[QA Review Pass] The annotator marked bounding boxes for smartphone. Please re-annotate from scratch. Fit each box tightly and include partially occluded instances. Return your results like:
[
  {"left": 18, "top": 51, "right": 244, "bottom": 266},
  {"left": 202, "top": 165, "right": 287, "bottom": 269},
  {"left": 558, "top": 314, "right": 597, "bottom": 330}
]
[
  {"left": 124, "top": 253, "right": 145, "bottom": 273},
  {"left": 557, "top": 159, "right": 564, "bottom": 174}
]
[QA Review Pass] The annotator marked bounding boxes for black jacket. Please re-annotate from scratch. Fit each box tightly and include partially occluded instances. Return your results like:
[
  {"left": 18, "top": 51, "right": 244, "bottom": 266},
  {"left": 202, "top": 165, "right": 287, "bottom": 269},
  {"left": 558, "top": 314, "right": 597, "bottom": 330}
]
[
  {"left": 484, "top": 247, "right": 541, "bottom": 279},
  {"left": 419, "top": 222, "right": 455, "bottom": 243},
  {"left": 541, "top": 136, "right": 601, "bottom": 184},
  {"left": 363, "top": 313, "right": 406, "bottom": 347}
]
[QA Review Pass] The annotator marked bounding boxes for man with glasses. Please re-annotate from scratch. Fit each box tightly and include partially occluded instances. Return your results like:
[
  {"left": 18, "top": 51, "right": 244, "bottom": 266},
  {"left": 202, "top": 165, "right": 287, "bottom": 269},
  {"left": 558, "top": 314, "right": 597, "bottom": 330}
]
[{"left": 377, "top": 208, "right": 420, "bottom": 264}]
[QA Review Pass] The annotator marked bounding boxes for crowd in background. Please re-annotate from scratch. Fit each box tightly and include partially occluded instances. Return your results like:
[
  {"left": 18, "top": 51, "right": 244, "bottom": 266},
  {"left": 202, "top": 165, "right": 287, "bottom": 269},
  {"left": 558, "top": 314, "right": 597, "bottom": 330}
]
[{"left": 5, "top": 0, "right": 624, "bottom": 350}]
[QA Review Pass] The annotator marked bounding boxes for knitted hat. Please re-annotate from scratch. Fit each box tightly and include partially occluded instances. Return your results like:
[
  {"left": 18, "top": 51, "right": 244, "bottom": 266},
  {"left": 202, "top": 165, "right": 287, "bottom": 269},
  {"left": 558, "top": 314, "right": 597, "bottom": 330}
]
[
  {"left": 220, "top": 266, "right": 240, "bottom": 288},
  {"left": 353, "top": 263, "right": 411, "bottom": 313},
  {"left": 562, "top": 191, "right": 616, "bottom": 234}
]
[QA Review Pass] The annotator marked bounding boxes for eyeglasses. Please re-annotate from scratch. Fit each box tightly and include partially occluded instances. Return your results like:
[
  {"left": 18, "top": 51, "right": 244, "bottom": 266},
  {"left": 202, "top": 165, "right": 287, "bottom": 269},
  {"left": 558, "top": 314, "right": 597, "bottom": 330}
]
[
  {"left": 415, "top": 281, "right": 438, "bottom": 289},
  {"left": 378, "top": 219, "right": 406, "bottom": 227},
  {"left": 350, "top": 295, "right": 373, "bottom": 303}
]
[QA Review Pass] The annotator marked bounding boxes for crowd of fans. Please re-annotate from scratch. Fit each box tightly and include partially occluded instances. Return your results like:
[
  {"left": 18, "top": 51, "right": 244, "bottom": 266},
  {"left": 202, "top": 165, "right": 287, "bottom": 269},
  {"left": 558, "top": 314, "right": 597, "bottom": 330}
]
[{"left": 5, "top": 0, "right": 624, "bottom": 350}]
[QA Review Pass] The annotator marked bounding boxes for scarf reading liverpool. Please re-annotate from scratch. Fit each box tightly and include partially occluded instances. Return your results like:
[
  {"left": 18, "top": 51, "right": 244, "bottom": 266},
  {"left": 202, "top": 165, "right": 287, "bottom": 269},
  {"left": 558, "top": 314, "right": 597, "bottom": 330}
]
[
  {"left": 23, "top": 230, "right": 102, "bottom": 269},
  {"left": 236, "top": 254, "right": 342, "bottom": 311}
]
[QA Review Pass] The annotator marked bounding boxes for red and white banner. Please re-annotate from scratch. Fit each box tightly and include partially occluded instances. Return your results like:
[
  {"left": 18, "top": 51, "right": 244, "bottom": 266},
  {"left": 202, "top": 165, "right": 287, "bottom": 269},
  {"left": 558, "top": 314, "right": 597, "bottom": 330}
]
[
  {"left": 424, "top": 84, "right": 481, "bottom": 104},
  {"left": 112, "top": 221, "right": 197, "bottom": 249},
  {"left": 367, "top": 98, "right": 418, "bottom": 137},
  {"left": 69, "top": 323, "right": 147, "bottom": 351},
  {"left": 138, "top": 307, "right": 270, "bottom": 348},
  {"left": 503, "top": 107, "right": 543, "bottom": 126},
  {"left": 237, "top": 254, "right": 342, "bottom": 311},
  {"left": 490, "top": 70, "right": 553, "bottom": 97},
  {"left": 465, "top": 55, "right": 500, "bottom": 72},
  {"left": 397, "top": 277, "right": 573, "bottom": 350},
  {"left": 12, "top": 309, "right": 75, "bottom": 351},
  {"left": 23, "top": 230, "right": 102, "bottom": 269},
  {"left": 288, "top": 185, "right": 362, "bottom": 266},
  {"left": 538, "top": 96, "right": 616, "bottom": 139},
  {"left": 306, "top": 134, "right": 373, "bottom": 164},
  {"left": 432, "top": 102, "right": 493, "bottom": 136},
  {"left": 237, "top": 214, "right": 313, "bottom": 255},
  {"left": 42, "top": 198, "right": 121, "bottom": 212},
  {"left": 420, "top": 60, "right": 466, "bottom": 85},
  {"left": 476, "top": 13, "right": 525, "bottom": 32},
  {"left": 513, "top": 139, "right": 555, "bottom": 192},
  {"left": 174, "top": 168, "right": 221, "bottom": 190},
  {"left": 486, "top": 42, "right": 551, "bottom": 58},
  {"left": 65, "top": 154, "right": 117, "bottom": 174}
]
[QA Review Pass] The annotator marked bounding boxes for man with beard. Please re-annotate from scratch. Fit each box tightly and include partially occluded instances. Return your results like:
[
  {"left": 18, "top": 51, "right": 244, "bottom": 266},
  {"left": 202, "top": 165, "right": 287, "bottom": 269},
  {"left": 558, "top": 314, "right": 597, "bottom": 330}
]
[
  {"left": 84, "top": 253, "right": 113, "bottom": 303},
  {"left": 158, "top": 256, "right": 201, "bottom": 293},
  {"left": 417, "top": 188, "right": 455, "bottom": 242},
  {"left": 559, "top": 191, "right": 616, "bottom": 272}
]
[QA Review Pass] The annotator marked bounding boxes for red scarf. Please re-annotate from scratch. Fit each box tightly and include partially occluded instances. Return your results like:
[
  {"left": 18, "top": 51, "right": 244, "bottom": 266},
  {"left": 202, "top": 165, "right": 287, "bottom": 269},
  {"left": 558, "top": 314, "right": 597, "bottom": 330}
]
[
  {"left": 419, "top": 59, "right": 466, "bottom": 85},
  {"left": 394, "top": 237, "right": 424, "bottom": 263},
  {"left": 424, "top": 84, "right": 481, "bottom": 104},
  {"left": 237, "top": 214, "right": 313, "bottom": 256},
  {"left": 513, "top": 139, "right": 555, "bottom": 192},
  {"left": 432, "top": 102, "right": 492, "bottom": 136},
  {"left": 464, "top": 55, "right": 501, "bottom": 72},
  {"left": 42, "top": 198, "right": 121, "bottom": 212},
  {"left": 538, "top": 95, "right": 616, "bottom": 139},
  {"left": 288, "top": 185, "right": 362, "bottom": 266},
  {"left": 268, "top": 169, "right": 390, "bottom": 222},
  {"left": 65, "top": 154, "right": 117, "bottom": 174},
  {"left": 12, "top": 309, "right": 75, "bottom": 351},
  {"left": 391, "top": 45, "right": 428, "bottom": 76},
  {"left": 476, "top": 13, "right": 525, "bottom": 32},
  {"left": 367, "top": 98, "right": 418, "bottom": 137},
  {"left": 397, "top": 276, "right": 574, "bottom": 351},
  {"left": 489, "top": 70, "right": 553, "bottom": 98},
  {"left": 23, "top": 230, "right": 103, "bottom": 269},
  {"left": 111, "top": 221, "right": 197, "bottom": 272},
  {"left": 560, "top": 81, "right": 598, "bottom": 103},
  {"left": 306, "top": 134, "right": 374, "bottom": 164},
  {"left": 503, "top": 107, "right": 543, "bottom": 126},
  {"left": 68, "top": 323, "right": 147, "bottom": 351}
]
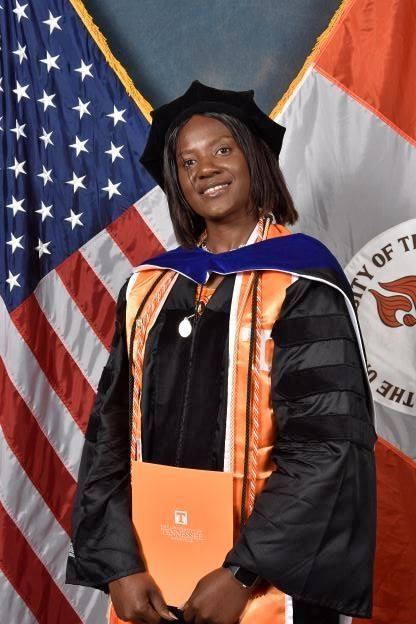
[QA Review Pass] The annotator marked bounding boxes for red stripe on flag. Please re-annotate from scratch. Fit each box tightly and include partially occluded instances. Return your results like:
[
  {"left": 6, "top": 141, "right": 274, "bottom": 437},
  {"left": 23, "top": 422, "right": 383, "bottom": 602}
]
[
  {"left": 56, "top": 251, "right": 116, "bottom": 352},
  {"left": 316, "top": 0, "right": 416, "bottom": 144},
  {"left": 0, "top": 503, "right": 82, "bottom": 624},
  {"left": 352, "top": 438, "right": 416, "bottom": 624},
  {"left": 107, "top": 204, "right": 165, "bottom": 266},
  {"left": 0, "top": 360, "right": 76, "bottom": 534},
  {"left": 10, "top": 294, "right": 95, "bottom": 433}
]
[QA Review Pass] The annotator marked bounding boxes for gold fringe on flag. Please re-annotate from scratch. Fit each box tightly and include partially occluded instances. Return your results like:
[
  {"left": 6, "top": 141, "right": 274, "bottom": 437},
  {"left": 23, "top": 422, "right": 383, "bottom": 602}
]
[
  {"left": 69, "top": 0, "right": 153, "bottom": 123},
  {"left": 269, "top": 0, "right": 356, "bottom": 119}
]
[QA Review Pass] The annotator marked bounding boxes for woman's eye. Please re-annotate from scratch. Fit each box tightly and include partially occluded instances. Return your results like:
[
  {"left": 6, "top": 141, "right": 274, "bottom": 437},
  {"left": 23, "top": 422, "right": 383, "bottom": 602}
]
[{"left": 182, "top": 147, "right": 229, "bottom": 168}]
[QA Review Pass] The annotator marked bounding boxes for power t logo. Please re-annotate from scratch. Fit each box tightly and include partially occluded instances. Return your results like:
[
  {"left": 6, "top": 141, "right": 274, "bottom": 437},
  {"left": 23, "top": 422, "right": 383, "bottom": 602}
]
[
  {"left": 174, "top": 510, "right": 188, "bottom": 525},
  {"left": 345, "top": 220, "right": 416, "bottom": 417}
]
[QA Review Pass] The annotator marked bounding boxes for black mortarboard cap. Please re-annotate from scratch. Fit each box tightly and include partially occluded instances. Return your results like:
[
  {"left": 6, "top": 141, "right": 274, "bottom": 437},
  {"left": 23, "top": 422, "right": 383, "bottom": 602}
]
[{"left": 139, "top": 80, "right": 286, "bottom": 190}]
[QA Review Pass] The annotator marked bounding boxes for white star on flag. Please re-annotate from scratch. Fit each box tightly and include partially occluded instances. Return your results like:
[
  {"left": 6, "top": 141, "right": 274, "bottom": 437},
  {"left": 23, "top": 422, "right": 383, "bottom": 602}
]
[
  {"left": 105, "top": 141, "right": 124, "bottom": 163},
  {"left": 69, "top": 136, "right": 89, "bottom": 157},
  {"left": 75, "top": 59, "right": 93, "bottom": 81},
  {"left": 6, "top": 270, "right": 21, "bottom": 291},
  {"left": 36, "top": 201, "right": 53, "bottom": 222},
  {"left": 8, "top": 157, "right": 26, "bottom": 178},
  {"left": 6, "top": 195, "right": 25, "bottom": 216},
  {"left": 0, "top": 77, "right": 3, "bottom": 92},
  {"left": 39, "top": 127, "right": 54, "bottom": 148},
  {"left": 106, "top": 105, "right": 126, "bottom": 127},
  {"left": 72, "top": 98, "right": 91, "bottom": 119},
  {"left": 0, "top": 116, "right": 3, "bottom": 131},
  {"left": 102, "top": 178, "right": 121, "bottom": 199},
  {"left": 64, "top": 209, "right": 84, "bottom": 229},
  {"left": 42, "top": 10, "right": 62, "bottom": 34},
  {"left": 35, "top": 238, "right": 52, "bottom": 258},
  {"left": 6, "top": 233, "right": 24, "bottom": 253},
  {"left": 40, "top": 51, "right": 60, "bottom": 73},
  {"left": 37, "top": 90, "right": 56, "bottom": 111},
  {"left": 13, "top": 80, "right": 30, "bottom": 102},
  {"left": 12, "top": 41, "right": 27, "bottom": 64},
  {"left": 10, "top": 120, "right": 27, "bottom": 141},
  {"left": 37, "top": 165, "right": 53, "bottom": 186},
  {"left": 66, "top": 172, "right": 86, "bottom": 193},
  {"left": 13, "top": 1, "right": 28, "bottom": 22}
]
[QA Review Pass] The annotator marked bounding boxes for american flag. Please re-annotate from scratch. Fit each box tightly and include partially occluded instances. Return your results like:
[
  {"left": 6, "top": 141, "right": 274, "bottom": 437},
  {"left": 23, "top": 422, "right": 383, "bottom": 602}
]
[{"left": 0, "top": 1, "right": 175, "bottom": 621}]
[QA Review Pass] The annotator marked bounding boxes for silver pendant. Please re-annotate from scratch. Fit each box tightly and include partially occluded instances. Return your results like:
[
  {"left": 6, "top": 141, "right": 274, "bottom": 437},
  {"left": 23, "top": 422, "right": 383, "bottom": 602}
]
[{"left": 178, "top": 316, "right": 193, "bottom": 337}]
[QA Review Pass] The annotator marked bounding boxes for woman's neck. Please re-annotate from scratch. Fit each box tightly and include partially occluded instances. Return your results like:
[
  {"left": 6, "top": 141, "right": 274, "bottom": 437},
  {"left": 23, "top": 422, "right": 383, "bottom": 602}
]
[{"left": 203, "top": 213, "right": 259, "bottom": 253}]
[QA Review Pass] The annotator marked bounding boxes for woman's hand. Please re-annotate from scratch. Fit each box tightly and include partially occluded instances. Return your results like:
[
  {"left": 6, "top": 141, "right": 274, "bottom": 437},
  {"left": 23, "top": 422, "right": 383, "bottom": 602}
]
[
  {"left": 109, "top": 572, "right": 176, "bottom": 623},
  {"left": 182, "top": 567, "right": 253, "bottom": 624}
]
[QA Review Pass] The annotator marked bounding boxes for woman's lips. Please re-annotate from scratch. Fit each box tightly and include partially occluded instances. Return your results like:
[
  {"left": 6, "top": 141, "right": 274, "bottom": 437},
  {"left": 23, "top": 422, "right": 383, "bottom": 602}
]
[{"left": 202, "top": 182, "right": 231, "bottom": 198}]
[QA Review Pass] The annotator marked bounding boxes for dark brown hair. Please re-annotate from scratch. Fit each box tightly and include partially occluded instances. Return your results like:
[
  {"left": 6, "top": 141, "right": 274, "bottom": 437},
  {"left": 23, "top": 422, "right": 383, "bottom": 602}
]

YOUR INSTRUCTIONS
In the records above, some lines may contain the word "crowd"; copy every one of them.

TASK ANSWER
[QA Review Pass] The annotator marked bounding boxes for crowd in background. Please re-annotate from scratch. Fit each box tightly and include partially occluded instances. Return your results like:
[QA Review Pass] The annotator marked bounding boxes for crowd of fans. Please re-annotate from scratch. Fit each box tightly and include partially occluded instances. Return your results like:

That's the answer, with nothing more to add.